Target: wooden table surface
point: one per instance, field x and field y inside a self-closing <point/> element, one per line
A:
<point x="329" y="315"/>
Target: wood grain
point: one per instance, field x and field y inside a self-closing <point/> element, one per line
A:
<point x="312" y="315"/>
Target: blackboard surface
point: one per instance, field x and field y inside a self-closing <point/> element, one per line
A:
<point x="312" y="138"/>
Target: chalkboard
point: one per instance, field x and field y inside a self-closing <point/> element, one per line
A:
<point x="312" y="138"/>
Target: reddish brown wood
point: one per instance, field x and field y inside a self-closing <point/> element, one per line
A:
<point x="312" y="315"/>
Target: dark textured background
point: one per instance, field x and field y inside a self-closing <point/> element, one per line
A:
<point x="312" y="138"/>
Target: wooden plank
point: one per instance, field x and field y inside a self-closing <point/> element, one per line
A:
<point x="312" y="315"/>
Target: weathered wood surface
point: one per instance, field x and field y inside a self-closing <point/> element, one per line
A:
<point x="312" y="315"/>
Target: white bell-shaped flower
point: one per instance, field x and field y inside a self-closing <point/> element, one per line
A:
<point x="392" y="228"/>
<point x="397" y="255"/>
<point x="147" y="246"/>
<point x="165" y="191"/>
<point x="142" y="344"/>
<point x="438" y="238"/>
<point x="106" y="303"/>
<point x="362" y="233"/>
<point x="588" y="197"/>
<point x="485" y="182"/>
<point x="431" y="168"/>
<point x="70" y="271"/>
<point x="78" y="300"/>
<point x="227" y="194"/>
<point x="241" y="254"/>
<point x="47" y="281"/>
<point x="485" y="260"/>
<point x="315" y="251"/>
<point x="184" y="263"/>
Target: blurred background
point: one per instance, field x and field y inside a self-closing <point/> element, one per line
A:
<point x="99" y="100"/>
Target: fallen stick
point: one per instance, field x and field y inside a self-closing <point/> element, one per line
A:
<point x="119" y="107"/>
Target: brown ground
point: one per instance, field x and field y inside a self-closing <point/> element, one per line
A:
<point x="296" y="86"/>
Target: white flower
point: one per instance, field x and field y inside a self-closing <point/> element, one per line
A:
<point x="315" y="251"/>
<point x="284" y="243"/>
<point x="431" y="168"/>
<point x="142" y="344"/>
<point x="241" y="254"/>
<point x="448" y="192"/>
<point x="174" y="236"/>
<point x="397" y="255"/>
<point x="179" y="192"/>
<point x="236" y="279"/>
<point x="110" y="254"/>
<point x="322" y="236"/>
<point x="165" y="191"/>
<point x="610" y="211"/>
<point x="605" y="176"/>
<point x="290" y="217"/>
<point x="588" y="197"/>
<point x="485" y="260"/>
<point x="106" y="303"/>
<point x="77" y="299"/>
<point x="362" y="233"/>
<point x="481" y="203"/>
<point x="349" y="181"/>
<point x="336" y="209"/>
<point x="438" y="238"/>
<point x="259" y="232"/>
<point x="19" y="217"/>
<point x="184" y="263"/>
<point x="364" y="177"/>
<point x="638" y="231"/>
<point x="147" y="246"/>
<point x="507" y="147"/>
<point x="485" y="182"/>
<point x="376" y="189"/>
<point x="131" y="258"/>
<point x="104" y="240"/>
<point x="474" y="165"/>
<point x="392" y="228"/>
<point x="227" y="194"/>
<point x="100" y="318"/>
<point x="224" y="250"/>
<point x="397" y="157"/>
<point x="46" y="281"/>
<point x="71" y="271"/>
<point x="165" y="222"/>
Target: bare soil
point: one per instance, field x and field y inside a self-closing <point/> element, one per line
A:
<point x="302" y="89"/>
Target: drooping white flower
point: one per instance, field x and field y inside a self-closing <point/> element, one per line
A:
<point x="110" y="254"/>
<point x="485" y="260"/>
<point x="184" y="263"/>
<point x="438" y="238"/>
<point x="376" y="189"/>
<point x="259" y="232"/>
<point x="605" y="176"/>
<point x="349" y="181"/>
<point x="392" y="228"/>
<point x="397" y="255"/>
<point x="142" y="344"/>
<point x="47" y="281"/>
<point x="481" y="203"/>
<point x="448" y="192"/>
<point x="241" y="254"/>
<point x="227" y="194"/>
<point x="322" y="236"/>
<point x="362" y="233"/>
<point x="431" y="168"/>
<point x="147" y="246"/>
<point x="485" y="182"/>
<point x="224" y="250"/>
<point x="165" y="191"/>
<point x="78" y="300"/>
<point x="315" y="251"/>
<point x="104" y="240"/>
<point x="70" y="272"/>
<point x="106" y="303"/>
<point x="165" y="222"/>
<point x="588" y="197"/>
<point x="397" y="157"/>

===

TASK: Reproduce verbatim the lines above, starting with the line that contains "Target: drooping white flower" and ending with the last line of the records.

REPLY:
Target: drooping white flower
point: one per instance, field x and field y inside a self-closing <point/> element, one per line
A:
<point x="110" y="254"/>
<point x="485" y="260"/>
<point x="184" y="263"/>
<point x="438" y="238"/>
<point x="376" y="189"/>
<point x="259" y="232"/>
<point x="605" y="176"/>
<point x="349" y="181"/>
<point x="392" y="228"/>
<point x="397" y="255"/>
<point x="142" y="344"/>
<point x="47" y="281"/>
<point x="481" y="203"/>
<point x="448" y="192"/>
<point x="241" y="254"/>
<point x="227" y="194"/>
<point x="322" y="236"/>
<point x="362" y="233"/>
<point x="431" y="168"/>
<point x="147" y="246"/>
<point x="485" y="182"/>
<point x="224" y="250"/>
<point x="165" y="191"/>
<point x="78" y="300"/>
<point x="315" y="251"/>
<point x="104" y="240"/>
<point x="70" y="272"/>
<point x="106" y="303"/>
<point x="165" y="222"/>
<point x="588" y="197"/>
<point x="397" y="157"/>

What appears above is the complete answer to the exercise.